[Passage given]
────────────────────
Safeco’s main pre-game draw is “The Bullpen” in center field. It’s a plaza of overpriced bars and restaurants with a party deck to view the game. They hold happy hour when the gates open with half-priced beers. Inevitably, people show up early for this. The party deck is great because it’s a flat, open space for chasing baseballs–the most field-like surface that a stadium can provide. However, it’s far from home plate and gets crowded quickly because of the aforementioned beer deals.
The first game was on Monday, July 7th. Joe and I got to the stadium at the desired time and proceeded to the party deck. I hung out at the back so that I could be more mobile and not get caught up with the crowd along the wall. A few minutes in, the move paid off when a right-handed Mariner launched a deep home run toward us. I moved over and up and used every bit of my long left arm to make the catch above a nicely-dressed woman with a beer in one hand, shading herself with the other. She reacted as though I had saved her life. Pro tip: If you show up to a baseball game more than an hour beforehand, bring a glove or stay away from the field.
That catch was my only one for the day. I traveled over to right field where the seating is a little more conventional, but the sun was absolutely brutal (even worse than it was at Turner Field back in April). Any ball hit in the air I could track for about a second and then it completely disappeared in the glare. Had the roof been closed or the sky stereotypically overcast, I might have had a shot at a few more long balls, but that just wasn’t happening. The last thing I needed was 108 stitches in my head.
I honestly don’t even know where our seats were for this game. I think they were somewhere in right field, but it wasn’t crowded and right field was in the sun so I didn’t even bother going over there. Joe and I plopped down in section 119 along the first base line. In fact, it was almost directly up from first base, a little on the outfield side. Nicest. Usher. Ever. He never once checked a ticket, asked us to move, or questioned us in any manner. My parents, meanwhile, arrived much later than we did and decided to sit in the left field corner. They said the usher in their section was incredibly strict and was throwing people out of the 95% empty section in the seventh inning and later. But for some reason he never asked my parents for their tickets so they stayed put. I think that was section 139 so another pro tip: don’t sit there.
Mike Zunino and Michael Saunders both hit solo home runs and Hisashi Iwakuma threw seven shutout innings as Fernando Rodney notched the save for the Mariners’ 2-0 victory. But the highlight for me was the fact that Seattle wore their teal jerseys, which are undoubtedly the coolest uniforms in baseball. Objections? Too bad.
Nothing terribly exciting happened the following day. Joe and I bought scalp tickets outside the field for $15 each. They were in the third deck of the infield and, you guessed it, we never sat there.
I again hung out on the party deck for the first half hour or so, and only one ball ended up reaching the people there. For whatever reason I wasn’t paying attention when it was hit, so I wasn’t even close to it. I moved over to right field where the sun was even worse than it had been the previous day. I was mostly in the wrong places at the wrong times and I didn’t catch anything.
────────────────────
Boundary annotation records
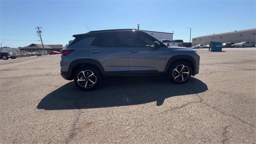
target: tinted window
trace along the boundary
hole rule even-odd
[[[126,45],[121,42],[118,34],[118,32],[110,32],[99,34],[91,45],[105,48],[125,47]]]
[[[162,42],[162,43],[164,43],[164,42],[170,42],[170,40],[163,40],[163,41]]]
[[[158,41],[147,34],[138,31],[122,32],[118,37],[122,43],[130,48],[154,46],[154,42]]]
[[[183,40],[175,40],[175,42],[183,42]]]

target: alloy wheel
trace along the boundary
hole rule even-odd
[[[3,59],[3,60],[6,60],[7,59],[7,56],[3,56],[2,57],[2,58]]]
[[[81,87],[90,88],[96,84],[97,77],[90,70],[82,71],[77,75],[77,83]]]
[[[187,66],[180,64],[173,70],[172,76],[177,82],[184,81],[189,77],[189,69]]]

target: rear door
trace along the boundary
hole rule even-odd
[[[162,72],[164,70],[165,49],[155,47],[155,38],[140,31],[128,31],[123,38],[127,46],[130,74]]]
[[[119,38],[120,32],[98,34],[88,48],[89,58],[99,62],[107,74],[129,75],[128,54]]]

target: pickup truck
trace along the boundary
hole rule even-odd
────────────────────
Could you rewrite the stretch of the Safeco Field account that opens with "The first game" and closes with "from the field.", using "mitt" in place of "glove"?

The first game was on Monday, July 7th. Joe and I got to the stadium at the desired time and proceeded to the party deck. I hung out at the back so that I could be more mobile and not get caught up with the crowd along the wall. A few minutes in, the move paid off when a right-handed Mariner launched a deep home run toward us. I moved over and up and used every bit of my long left arm to make the catch above a nicely-dressed woman with a beer in one hand, shading herself with the other. She reacted as though I had saved her life. Pro tip: If you show up to a baseball game more than an hour beforehand, bring a mitt or stay away from the field.